(Document segment)
Technically, The Melancholy of Haruhi Suzumiya Second Season leaves little to complain about. The characters still look and sound great (I enjoy both the Japanese and English versions, and have a hard time choosing between the two), though the animation, helmed by Yasuhiro Takemoto instead of the departed Yutaka Yamamoto, is generally less ambitious. I miss the kind of fluid, dynamic animation that characterized the original show’s famous ending-theme dance, the hare hare yukai, though I sure as hell don’t miss the dance itself. Still, the show has some visual luster, and Bandai Entertainment’s packaging of the season as a set instead of individual discs is fair and generous. Particularly generous are the selection of extras—not only does Bandai cram the series discs full of music videos, making-of vignettes, interviews, and their own ASOS Brigade viral videos, they even throw in a CD single featuring full-length versions of the OP and ED songs. As someone who often pines for catchy anime tunes that are never easy to locate on this side of the pacific, I really, really love this feature, and wish more releases sported it. In fact, there’s just one thing about the physical release of this series that gets on my nerves. Take a gander:
On the left, we have the season 1 collection. On the right, there’s Second Season. Notice how they’re the same title, the same font, the same character, in nearly the same pose? When Second Season was released in October, I kept walking past it at shops, thinking it was the first season. It doesn’t look bad, I just think it’s dumb to make a totally separate product look almost identical to something that came out last year. Yeah, I know, it’s a nitpick—what can I say? This is the kind of thing I think about when I’m sitting at home all by myself and the power goes out.
On its face, Second Season is a bit of a mixed bag—the Endless Eight episodes are hard to swallow if you take them all on, and the enjoyment of watching the characters is colored heavily by the discomfort of watching Haruhi basically fall apart over the last story arc. Still, I don’t count myself as one of this show’s biggest fans, but I found Second Season to be worthwhile viewing. It’s crucial as a companion to the fine first season, because it actually cleverly loops right into the original episodes’ narrative. On the downside, this means that there’s yet another order to watch the episodes in. But if you like Haruhi and her pals, this is a no-brainer; if you’re a bit more casual, it’s still ultimately worth squirming through while we all wait for the forthcoming Haruhi Suzumiya movie to be released.
(End Document segment)
■ **Requirement 1**
In the Haruhi Second Season review, who directed the animation instead of Yutaka Yamamoto?
■ **Requirement 2**
Decide whether each statement agrees with the Haruhi Second Season review: (a) The set comes with a CD single of the full-length opening and ending songs. (b) The reviewer misses the original show's ending-theme dance itself. (c) Second Season came out in October.
■ **Requirement 3**
Please return the stretch of the Haruhi Second Season review from "On its face, Second" through "to be released.", copied word for word.
(Records)
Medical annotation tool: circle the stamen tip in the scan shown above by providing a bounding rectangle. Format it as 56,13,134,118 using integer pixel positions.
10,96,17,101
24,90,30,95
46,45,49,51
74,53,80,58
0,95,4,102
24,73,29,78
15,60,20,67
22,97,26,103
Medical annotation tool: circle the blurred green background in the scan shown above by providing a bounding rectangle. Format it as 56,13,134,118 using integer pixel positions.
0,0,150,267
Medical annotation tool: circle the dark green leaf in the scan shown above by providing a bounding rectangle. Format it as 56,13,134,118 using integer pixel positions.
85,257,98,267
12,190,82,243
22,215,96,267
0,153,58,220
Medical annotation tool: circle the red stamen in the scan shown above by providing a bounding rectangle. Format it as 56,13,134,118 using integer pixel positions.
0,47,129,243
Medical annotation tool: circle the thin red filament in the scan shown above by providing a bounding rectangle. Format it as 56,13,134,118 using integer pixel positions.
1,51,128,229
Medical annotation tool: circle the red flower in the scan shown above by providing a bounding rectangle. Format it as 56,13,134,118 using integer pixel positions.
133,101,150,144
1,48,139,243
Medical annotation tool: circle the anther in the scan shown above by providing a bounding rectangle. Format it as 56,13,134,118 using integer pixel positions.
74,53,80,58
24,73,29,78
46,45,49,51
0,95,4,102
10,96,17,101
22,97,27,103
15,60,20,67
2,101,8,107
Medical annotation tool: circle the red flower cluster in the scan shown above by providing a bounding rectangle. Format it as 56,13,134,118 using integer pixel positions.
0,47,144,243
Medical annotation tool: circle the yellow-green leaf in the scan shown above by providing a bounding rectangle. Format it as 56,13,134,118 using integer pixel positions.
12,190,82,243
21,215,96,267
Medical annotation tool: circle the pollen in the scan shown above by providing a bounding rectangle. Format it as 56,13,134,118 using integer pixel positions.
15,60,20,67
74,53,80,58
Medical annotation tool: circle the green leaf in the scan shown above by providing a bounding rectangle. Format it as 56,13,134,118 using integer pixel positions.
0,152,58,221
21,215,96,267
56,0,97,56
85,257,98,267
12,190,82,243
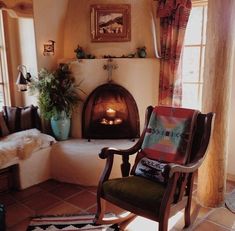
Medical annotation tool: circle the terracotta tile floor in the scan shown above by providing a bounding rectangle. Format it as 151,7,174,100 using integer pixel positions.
0,180,235,231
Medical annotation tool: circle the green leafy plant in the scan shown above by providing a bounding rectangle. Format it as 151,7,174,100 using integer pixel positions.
29,64,85,120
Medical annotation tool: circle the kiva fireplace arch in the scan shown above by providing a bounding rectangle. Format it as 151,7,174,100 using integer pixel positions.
82,82,140,139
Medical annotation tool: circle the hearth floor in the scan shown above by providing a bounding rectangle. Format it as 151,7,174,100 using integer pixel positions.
0,180,235,231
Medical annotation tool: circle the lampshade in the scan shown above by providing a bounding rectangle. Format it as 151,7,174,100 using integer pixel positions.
16,65,31,91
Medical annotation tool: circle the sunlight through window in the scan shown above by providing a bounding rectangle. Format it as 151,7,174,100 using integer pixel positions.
181,5,207,109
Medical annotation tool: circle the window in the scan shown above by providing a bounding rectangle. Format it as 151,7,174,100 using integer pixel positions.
0,10,10,109
182,4,207,109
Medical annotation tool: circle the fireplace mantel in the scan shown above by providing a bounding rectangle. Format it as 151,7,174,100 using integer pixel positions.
67,58,159,138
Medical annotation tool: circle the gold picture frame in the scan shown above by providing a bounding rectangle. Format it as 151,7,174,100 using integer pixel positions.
90,4,131,42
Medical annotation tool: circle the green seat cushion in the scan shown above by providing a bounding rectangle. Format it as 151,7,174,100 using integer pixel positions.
103,176,165,215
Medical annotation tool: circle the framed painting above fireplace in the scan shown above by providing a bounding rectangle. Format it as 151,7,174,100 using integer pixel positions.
90,4,131,42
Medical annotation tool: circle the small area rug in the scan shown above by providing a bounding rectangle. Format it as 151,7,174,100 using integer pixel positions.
27,214,119,231
225,190,235,213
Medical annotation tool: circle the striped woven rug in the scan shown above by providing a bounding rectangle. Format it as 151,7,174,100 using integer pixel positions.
27,215,119,231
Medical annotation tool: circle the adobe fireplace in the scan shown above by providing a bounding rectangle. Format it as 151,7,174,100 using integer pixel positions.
82,82,140,139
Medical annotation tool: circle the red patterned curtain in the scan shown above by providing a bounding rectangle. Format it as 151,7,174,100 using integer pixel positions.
157,0,192,106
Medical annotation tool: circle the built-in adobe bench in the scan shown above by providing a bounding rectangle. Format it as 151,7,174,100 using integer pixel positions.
51,139,134,186
0,105,134,192
0,105,56,192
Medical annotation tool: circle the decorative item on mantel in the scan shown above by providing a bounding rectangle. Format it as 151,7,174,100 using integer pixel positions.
137,46,147,58
103,58,118,82
74,45,95,59
103,53,136,59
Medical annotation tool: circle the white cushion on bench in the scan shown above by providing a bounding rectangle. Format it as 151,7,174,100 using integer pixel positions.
51,139,134,186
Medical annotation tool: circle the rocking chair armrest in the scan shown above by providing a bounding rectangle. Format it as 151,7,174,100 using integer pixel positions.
99,142,140,159
168,159,203,177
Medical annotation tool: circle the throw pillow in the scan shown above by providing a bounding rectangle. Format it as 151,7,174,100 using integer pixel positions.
135,157,169,183
131,106,199,183
0,112,9,137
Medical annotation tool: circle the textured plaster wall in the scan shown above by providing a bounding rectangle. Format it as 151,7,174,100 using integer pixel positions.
33,0,69,70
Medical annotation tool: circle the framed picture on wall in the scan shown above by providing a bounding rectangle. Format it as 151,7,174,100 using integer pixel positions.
90,4,131,42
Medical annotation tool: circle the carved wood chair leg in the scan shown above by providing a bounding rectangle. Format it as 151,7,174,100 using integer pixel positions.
184,198,192,228
94,198,106,224
158,216,168,231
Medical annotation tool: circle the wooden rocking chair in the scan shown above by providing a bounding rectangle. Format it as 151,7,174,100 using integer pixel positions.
95,106,214,231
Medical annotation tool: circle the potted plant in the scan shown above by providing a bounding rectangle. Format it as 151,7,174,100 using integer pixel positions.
30,64,83,140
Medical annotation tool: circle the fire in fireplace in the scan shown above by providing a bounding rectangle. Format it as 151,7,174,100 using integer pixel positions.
82,82,140,139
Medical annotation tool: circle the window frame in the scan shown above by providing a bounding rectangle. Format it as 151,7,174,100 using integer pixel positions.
181,0,207,110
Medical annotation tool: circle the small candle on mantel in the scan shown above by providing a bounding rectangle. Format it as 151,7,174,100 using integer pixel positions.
106,108,116,118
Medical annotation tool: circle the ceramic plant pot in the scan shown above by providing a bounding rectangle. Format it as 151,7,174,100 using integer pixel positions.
51,112,71,140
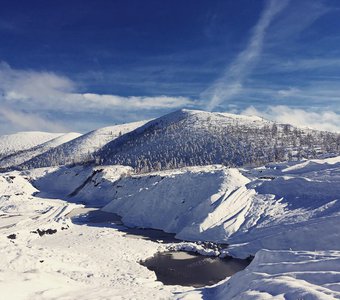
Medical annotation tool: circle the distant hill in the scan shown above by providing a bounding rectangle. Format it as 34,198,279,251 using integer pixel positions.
0,131,63,158
96,110,340,172
17,121,146,169
0,132,81,169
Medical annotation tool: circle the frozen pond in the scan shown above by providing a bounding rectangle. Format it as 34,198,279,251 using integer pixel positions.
68,208,250,287
141,251,250,287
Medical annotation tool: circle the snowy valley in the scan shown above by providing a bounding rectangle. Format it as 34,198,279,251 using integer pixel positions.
0,110,340,299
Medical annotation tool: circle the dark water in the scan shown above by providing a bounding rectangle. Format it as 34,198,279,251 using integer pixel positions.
141,251,250,287
68,208,250,287
68,208,181,243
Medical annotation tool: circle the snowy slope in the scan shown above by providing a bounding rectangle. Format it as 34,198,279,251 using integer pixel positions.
0,132,81,169
103,157,340,257
0,131,63,158
0,157,340,299
180,250,340,300
0,170,189,300
98,110,340,172
19,121,145,169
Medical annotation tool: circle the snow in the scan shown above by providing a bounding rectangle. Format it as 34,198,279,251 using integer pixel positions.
0,132,81,169
0,131,63,158
0,170,189,300
103,166,248,240
181,250,340,300
96,110,339,173
0,118,340,299
19,121,146,169
103,158,340,258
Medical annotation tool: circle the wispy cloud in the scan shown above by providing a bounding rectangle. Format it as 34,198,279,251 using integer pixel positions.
202,0,288,110
242,105,340,132
0,107,68,132
0,62,193,131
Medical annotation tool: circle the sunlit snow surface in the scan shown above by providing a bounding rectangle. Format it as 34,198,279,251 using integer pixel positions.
0,157,340,299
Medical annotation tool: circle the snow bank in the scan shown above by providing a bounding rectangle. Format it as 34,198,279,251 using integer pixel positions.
0,131,63,158
28,166,132,207
103,158,340,258
103,166,251,241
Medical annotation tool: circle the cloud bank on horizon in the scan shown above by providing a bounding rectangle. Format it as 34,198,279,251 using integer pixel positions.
0,0,340,134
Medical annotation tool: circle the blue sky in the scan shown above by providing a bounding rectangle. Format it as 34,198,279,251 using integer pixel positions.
0,0,340,134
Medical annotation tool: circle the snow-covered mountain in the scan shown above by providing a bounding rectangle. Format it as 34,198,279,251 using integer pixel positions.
97,110,340,172
18,121,146,169
0,131,63,158
0,132,81,169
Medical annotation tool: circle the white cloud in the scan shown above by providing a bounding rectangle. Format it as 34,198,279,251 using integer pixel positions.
242,105,340,132
0,62,194,131
0,63,193,112
202,0,288,110
0,107,67,132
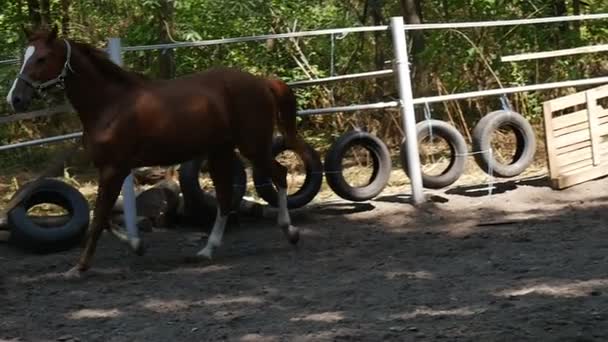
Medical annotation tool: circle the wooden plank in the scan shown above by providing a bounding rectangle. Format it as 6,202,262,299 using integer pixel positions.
587,84,608,99
0,104,72,124
543,101,559,178
553,121,589,138
553,129,591,148
597,124,608,136
557,142,608,175
543,92,586,113
556,163,608,189
543,85,608,189
585,91,601,166
559,158,593,175
556,146,593,167
553,109,587,131
500,44,608,62
555,140,591,156
553,110,608,137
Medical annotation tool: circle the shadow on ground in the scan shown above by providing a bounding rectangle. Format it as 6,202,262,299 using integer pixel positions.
0,176,608,342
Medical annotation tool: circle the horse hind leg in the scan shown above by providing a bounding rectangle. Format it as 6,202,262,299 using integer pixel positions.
196,150,236,259
271,159,300,245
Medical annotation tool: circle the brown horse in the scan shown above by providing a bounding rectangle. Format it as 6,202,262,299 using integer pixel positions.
7,28,305,276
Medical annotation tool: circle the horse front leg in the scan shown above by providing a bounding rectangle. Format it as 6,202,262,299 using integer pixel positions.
66,166,129,278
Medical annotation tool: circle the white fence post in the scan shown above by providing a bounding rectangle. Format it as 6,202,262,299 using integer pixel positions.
108,38,141,250
390,17,425,204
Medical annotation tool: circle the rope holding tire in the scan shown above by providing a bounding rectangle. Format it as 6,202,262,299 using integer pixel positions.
399,119,468,189
7,178,89,253
324,129,391,202
473,110,536,178
253,136,323,209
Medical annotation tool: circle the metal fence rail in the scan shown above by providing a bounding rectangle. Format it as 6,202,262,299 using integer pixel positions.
0,13,608,202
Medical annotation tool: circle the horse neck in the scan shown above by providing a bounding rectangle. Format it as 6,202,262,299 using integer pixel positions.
65,46,139,129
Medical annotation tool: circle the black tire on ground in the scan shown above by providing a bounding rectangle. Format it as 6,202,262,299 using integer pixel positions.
253,136,323,209
7,179,89,253
473,110,536,178
399,120,467,189
179,154,247,221
324,130,391,202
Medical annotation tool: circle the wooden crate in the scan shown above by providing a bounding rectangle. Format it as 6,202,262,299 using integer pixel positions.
543,85,608,189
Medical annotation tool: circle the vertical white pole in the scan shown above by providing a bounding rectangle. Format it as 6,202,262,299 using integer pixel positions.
391,17,425,204
108,38,140,249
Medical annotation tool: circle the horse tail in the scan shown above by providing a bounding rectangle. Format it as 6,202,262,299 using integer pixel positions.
270,79,306,155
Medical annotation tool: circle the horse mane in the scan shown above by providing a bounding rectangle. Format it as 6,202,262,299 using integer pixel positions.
70,40,148,84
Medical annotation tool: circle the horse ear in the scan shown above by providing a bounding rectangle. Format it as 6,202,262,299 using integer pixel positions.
21,24,32,40
46,24,58,43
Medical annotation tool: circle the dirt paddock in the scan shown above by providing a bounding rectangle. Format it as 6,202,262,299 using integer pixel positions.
0,174,608,341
(End Records)
■ **Solution 1**
Yasuhiro Takemoto

■ **Solution 2**
(a) Yes: "they even throw in a CD single featuring full-length versions of the OP and ED songs."
(b) No: "though I sure as hell don’t miss the dance itself."
(c) Yes: "When Second Season was released in October"

■ **Solution 3**
On its face, Second Season is a bit of a mixed bag—the Endless Eight episodes are hard to swallow if you take them all on, and the enjoyment of watching the characters is colored heavily by the discomfort of watching Haruhi basically fall apart over the last story arc. Still, I don’t count myself as one of this show’s biggest fans, but I found Second Season to be worthwhile viewing. It’s crucial as a companion to the fine first season, because it actually cleverly loops right into the original episodes’ narrative. On the downside, this means that there’s yet another order to watch the episodes in. But if you like Haruhi and her pals, this is a no-brainer; if you’re a bit more casual, it’s still ultimately worth squirming through while we all wait for the forthcoming Haruhi Suzumiya movie to be released.